Detection annotation records:
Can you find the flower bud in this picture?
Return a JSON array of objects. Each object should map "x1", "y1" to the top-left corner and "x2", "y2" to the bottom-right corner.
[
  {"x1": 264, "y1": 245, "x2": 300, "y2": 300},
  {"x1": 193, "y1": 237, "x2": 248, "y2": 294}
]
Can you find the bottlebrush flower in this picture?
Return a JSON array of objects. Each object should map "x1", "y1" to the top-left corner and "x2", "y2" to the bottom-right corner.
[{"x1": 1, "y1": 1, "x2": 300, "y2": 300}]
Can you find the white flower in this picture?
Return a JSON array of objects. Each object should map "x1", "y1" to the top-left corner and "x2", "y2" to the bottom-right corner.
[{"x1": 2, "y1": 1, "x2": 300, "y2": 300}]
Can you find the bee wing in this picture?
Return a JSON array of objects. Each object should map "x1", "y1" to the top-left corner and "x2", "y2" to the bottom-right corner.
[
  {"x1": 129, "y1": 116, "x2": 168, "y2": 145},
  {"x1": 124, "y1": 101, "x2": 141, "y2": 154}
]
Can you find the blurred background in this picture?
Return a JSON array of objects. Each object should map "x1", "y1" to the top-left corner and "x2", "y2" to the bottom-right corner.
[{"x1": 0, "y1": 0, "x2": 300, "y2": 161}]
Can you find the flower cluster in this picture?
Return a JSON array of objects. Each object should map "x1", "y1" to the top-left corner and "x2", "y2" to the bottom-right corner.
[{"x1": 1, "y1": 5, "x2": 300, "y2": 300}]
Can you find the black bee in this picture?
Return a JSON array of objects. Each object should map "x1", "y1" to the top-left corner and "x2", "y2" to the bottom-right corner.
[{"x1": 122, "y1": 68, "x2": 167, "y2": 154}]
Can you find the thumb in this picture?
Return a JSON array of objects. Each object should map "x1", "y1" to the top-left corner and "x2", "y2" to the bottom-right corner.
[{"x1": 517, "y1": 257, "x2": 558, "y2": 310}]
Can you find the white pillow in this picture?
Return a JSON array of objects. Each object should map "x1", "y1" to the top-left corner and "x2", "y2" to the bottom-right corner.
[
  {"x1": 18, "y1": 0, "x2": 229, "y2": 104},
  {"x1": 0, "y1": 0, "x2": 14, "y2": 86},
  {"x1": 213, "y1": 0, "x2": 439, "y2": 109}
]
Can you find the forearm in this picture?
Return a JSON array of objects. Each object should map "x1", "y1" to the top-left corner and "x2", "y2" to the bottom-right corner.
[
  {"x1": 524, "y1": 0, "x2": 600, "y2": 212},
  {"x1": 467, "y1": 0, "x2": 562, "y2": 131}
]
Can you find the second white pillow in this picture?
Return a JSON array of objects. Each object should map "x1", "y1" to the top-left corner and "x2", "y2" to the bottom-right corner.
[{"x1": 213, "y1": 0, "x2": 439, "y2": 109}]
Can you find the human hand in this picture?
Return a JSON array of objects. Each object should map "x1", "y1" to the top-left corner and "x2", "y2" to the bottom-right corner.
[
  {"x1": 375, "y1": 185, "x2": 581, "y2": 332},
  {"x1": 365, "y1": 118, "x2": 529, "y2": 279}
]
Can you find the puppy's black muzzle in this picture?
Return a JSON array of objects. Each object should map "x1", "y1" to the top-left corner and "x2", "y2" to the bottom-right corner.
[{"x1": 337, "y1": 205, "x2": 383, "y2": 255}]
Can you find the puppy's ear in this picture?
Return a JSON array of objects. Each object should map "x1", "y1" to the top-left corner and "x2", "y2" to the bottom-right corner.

What is required: Please edit the records above so that each "bottom-right" becomes "lower-right", with everything else left as it is.

The solution:
Can you find the flower bud in this picture?
Return a JSON array of objects. Each object should map "x1", "y1" to the top-left corner and "x2", "y2" to the lower-right corner.
[
  {"x1": 264, "y1": 245, "x2": 300, "y2": 300},
  {"x1": 193, "y1": 237, "x2": 248, "y2": 294}
]
Can you find the bottlebrush flower in this picture?
Return a JSON array of objects. Each object should map "x1", "y1" to the top-left corner and "x2", "y2" to the lower-right corner.
[{"x1": 1, "y1": 1, "x2": 300, "y2": 300}]
Can you find the white flower in this picture?
Return a JSON array of objects. Each object should map "x1", "y1" to the top-left corner and "x2", "y2" to the lower-right corner.
[{"x1": 2, "y1": 1, "x2": 300, "y2": 300}]
Can you find the bee wing in this picture?
Return a JSON array of objects. Each object should map "x1", "y1" to the top-left corner and "x2", "y2" to the lower-right corner.
[
  {"x1": 129, "y1": 116, "x2": 168, "y2": 145},
  {"x1": 124, "y1": 101, "x2": 141, "y2": 154}
]
Can you find the blurred background in this picture?
Return a JSON array of objects. Each object should map "x1", "y1" to the top-left corner and "x2", "y2" to the lower-right corner.
[{"x1": 0, "y1": 0, "x2": 300, "y2": 161}]
Can you find the flower cluster in this picture?
Return a JSON array of objects. Each object should map "x1", "y1" to the top-left corner and "x2", "y2" to the lower-right corner.
[{"x1": 1, "y1": 5, "x2": 300, "y2": 300}]
Can you find the black bee in this picture?
Return a JSON array of objects. Each object should map "x1", "y1" to the top-left corner and "x2", "y2" to the lower-right corner.
[{"x1": 122, "y1": 68, "x2": 167, "y2": 154}]
Can you find the thumb in this picture?
Return a JSON array of objects. Each object should map "x1", "y1" to the top-left corner and "x2", "y2" to the lower-right corner.
[{"x1": 517, "y1": 257, "x2": 558, "y2": 310}]
Can you find the white pillow in this picture?
Return a JSON array of objects. Each object should map "x1", "y1" to the top-left corner and "x2", "y2" to the lower-right corner.
[
  {"x1": 18, "y1": 0, "x2": 229, "y2": 104},
  {"x1": 0, "y1": 0, "x2": 14, "y2": 86},
  {"x1": 213, "y1": 0, "x2": 439, "y2": 109}
]
Can you find the forearm in this picture?
Return a JSON array of objects. Each object should map "x1", "y1" to the top-left corner and "x2", "y2" to the lower-right corner.
[
  {"x1": 524, "y1": 0, "x2": 600, "y2": 212},
  {"x1": 467, "y1": 0, "x2": 562, "y2": 131}
]
Can you find the second white pillow in this picture?
Return a JSON array of objects. Each object should map "x1", "y1" to the top-left corner and "x2", "y2" to the lower-right corner.
[{"x1": 213, "y1": 0, "x2": 439, "y2": 109}]
Can you find the human hand in this picture?
Return a JSON array of objects. Each object should map "x1", "y1" to the top-left corner and "x2", "y2" to the lower-right corner.
[
  {"x1": 375, "y1": 185, "x2": 581, "y2": 332},
  {"x1": 365, "y1": 118, "x2": 529, "y2": 279}
]
Can you find the puppy's black muzzle in this picture?
Return a JSON array of objects. Each object should map "x1", "y1" to the top-left corner and "x2", "y2" to the lower-right corner.
[{"x1": 337, "y1": 205, "x2": 383, "y2": 255}]
Can you find the puppy's ear in this picture?
Return a JSON array of objects. Each object should map "x1", "y1" to the top-left corner and "x2", "y2" to the lower-right corner.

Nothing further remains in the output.